_Page:_
******

So look, what happened in October and January, a little more revenue volatility than historical at ADI. So I guess to continue on Romit's question, how do we think about seasonality in 2016? And with that $980 million quarterly revenue bogey, what gives you confidence you guys can exceed $980 million in either the July or the October quarter in 2016? Maybe just talk about just visibility on the consumer front.

DZ
David ZinsnerCFO

Yes, we will have a larger consumer business. Typically, the second half of the year performs much better than the first half on a fiscal year basis for us, as this period usually coincides with new product launches and Christmas builds. This will definitely alter the seasonality for the overall company. I believe that the usual seasonality for ADI will show relatively similar sequential increases each quarter for various reasons. The second quarter will likely focus more on industrial aspects, while the third and fourth quarters will probably shift towards consumer-related factors. What was your other question, Chris? I missed it.

******

_Given data:_
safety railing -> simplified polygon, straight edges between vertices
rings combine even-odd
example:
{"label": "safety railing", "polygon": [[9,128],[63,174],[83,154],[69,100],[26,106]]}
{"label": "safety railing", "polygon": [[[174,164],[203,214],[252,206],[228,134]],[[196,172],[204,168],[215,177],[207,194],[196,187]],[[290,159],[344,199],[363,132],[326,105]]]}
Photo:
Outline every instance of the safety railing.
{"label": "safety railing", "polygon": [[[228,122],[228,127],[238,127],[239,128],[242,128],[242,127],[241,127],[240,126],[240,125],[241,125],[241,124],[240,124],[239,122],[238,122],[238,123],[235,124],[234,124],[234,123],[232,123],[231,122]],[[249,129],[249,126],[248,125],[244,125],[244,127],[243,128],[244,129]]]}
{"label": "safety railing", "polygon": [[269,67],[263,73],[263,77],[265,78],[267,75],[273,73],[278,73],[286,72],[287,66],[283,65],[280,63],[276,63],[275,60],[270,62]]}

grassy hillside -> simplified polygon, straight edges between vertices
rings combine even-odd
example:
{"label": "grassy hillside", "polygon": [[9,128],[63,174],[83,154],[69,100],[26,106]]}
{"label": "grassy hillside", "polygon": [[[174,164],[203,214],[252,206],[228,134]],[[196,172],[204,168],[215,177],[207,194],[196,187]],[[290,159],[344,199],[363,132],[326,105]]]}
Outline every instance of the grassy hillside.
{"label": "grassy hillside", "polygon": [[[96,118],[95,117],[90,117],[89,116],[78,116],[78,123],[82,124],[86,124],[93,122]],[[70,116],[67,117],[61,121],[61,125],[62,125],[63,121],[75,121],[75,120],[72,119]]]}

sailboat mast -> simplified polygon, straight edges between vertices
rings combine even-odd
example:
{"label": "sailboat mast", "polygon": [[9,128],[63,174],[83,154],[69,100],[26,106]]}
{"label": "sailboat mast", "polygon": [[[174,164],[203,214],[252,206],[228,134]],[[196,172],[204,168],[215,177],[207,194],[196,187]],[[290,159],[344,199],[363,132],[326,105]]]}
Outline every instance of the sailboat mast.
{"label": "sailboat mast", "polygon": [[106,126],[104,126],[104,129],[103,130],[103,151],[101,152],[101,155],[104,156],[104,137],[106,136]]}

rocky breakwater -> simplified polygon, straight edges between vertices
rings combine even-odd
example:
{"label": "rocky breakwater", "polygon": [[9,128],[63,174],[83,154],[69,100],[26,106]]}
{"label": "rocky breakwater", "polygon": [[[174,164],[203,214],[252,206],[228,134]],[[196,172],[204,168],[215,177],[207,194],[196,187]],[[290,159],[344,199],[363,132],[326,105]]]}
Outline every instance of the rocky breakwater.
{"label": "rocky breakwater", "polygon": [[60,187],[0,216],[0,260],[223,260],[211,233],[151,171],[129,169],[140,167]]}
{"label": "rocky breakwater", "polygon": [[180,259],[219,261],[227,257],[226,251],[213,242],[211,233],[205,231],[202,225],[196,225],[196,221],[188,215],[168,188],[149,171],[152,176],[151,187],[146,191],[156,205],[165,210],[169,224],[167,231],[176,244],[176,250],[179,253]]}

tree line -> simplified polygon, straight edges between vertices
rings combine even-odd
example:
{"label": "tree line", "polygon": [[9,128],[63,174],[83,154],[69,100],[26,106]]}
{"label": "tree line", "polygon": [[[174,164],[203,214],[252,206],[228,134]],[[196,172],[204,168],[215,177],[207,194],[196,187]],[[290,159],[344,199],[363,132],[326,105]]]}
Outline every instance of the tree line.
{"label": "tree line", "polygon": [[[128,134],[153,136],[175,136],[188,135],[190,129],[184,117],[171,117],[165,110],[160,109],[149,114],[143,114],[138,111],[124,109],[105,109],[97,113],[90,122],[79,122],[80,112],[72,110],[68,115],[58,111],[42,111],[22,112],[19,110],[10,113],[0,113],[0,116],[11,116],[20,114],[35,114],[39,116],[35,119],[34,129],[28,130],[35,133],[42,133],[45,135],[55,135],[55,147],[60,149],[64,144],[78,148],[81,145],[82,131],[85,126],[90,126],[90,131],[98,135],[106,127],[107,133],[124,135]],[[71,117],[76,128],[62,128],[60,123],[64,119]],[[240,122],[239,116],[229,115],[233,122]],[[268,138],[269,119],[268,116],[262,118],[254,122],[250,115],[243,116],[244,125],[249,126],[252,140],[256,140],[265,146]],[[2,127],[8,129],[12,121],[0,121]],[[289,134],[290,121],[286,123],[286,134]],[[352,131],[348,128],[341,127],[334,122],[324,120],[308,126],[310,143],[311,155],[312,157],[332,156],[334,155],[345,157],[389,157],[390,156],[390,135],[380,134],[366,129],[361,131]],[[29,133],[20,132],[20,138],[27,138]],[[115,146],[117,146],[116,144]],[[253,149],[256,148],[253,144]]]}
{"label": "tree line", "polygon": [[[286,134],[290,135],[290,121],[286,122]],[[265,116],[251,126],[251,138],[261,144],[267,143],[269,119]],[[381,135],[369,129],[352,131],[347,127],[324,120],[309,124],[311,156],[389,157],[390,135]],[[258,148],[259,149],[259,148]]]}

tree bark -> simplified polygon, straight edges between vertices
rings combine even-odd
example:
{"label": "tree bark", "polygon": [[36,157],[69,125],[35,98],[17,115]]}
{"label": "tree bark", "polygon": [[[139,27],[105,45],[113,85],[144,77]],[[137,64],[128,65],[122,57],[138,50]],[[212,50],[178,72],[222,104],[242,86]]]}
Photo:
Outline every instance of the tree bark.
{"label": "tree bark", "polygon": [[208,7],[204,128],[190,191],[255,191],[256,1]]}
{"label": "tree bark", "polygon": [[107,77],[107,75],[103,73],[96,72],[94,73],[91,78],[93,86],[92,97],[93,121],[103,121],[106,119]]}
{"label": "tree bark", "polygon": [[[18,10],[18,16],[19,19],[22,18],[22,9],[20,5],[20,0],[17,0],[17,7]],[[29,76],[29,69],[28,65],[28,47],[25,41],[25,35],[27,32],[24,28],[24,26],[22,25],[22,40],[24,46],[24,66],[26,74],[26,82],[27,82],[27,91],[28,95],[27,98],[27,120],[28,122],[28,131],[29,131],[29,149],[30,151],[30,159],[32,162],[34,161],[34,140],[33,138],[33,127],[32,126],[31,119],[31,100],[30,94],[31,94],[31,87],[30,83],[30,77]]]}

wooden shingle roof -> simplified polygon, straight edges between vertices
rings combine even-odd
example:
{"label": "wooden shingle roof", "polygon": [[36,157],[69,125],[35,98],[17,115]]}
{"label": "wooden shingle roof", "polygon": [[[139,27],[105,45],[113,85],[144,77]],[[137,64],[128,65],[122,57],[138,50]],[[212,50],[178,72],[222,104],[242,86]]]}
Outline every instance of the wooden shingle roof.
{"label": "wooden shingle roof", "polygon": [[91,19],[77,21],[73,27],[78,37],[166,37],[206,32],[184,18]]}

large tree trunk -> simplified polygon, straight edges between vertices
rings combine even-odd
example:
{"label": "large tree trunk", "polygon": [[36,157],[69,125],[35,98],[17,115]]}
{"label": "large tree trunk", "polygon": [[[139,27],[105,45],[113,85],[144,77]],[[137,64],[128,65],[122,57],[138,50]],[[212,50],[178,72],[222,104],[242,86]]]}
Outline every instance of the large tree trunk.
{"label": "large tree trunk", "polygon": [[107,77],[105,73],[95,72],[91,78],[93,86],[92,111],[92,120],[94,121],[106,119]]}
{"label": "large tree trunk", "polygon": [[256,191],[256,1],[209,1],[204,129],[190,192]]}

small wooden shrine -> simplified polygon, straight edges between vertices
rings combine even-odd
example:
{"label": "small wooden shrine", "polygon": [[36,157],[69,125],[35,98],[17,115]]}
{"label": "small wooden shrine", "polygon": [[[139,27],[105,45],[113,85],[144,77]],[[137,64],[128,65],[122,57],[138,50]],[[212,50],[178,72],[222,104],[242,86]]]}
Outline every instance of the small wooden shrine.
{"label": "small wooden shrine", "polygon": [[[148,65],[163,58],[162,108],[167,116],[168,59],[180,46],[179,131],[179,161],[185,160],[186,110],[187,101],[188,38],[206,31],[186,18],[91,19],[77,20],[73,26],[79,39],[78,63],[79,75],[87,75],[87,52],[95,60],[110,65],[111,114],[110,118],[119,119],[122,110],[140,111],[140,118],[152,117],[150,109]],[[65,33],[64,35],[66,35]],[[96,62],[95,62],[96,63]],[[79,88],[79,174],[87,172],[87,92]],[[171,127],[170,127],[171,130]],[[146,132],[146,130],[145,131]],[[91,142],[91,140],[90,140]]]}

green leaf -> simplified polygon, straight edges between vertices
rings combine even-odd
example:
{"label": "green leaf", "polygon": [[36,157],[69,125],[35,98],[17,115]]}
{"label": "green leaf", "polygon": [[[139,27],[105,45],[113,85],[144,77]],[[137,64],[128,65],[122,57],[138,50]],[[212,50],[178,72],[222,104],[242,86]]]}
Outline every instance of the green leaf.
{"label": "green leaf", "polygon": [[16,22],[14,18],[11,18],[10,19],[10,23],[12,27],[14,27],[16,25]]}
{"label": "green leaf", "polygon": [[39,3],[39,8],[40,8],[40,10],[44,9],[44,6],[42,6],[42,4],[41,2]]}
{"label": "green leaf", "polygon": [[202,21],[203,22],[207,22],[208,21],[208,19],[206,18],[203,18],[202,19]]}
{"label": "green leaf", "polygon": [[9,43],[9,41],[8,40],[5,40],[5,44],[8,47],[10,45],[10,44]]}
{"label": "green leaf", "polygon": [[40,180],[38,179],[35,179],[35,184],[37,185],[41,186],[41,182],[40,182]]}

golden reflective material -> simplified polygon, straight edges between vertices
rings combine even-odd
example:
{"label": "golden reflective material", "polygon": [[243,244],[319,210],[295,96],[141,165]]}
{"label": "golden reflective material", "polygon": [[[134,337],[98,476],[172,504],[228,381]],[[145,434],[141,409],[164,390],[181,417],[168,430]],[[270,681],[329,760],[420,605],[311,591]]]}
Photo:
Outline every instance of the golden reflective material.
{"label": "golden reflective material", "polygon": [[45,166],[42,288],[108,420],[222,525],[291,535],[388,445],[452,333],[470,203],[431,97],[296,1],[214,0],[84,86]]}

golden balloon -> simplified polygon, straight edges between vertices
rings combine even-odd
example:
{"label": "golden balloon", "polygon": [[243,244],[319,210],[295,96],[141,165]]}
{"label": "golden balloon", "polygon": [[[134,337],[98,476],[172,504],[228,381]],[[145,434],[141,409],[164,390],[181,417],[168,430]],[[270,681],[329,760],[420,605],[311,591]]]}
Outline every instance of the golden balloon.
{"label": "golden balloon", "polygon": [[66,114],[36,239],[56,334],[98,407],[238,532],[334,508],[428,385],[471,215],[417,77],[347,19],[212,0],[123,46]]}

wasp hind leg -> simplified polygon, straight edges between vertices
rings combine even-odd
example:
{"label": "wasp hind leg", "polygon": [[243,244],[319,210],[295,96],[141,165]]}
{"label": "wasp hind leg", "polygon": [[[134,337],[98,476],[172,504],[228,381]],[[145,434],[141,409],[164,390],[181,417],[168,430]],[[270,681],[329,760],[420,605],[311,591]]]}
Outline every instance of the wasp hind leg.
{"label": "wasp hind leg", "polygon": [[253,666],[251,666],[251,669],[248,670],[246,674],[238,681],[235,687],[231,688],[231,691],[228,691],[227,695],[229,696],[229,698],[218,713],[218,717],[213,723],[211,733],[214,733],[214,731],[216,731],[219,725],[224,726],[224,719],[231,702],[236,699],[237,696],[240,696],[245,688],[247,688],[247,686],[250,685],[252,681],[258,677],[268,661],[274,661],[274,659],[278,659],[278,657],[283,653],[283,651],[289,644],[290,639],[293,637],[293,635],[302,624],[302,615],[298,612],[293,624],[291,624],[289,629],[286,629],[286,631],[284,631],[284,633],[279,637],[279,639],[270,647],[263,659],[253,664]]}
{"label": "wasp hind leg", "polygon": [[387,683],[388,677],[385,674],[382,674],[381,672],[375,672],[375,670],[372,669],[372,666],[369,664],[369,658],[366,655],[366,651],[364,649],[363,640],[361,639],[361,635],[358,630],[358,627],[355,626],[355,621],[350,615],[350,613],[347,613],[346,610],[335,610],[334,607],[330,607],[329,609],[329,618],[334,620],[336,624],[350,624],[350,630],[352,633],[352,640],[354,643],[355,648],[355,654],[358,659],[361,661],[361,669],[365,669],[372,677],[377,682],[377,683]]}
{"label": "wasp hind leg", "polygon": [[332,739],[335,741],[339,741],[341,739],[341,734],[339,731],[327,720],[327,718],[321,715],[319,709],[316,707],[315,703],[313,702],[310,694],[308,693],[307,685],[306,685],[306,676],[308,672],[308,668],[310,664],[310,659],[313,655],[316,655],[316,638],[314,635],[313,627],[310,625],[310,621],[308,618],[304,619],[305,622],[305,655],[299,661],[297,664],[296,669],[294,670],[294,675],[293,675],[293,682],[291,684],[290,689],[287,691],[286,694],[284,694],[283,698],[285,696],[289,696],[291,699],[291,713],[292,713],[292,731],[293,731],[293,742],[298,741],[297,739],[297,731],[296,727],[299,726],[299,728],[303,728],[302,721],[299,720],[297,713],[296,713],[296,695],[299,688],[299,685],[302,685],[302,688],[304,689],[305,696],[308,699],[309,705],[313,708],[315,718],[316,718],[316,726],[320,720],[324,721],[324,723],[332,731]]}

******

_What the exercise asks:_ Write down the passage of the earnings call transcript between "Yes, we will" and "I missed it.", inclusive. You can leave the material aside; it isn't needed here.

_Result:_
Yes, we will have a larger consumer business. Typically, the second half of the year performs much better than the first half on a fiscal year basis for us, as this period usually coincides with new product launches and Christmas builds. This will definitely alter the seasonality for the overall company. I believe that the usual seasonality for ADI will show relatively similar sequential increases each quarter for various reasons. The second quarter will likely focus more on industrial aspects, while the third and fourth quarters will probably shift towards consumer-related factors. What was your other question, Chris? I missed it.